## Problem to solve
Please list every weapon or weapon system named in the ship armament extract below.

─── Page extract

Should an effective laser CIWS be developed, then this could prove the ideal protection for it, as it is the Phalanx system would be too tall, whereas the Oerlikon Millennium 35 mm Naval Revolver Gun System[7] which is a capable system would fit more within the profile of the design[8]. Missiles would be limited, a strategic length VLS would most likely be out of the question, but a 16 cell Sylver A43 VLS could be housed, capable of taking aboard 64 CAMM/Sea Ceptor, 16 Aster 15 or a combination thereof. In theory a well-designed ship might even have side ports for the launching of helicopter torpedoes like the Sting ray. Now whilst primarily it would be designed to give these weapons a target solution based upon second hand data from the mother ship or nearby warships, fitting of at least a passive sonar system would be sensible. Furthermore if a radar was fitted on top of a hydraulically raised mast so it could be positioned at a suitable height should the situation require (either lack of options or a desire to confuse the enemy as to the position of the manned escorts); similar masts could be used for the communications array and an ECM system. This would represent a very useful system.

──────
─── Dataset excerpt

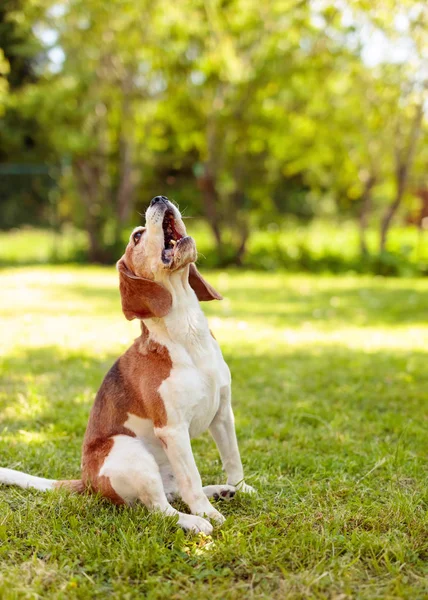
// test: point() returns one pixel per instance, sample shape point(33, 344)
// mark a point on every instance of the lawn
point(330, 395)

──────

## Output of the task
Phalanx, Oerlikon Millennium 35 mm Naval Revolver Gun System, Sylver A43 VLS, CAMM/Sea Ceptor, Aster 15, Sting ray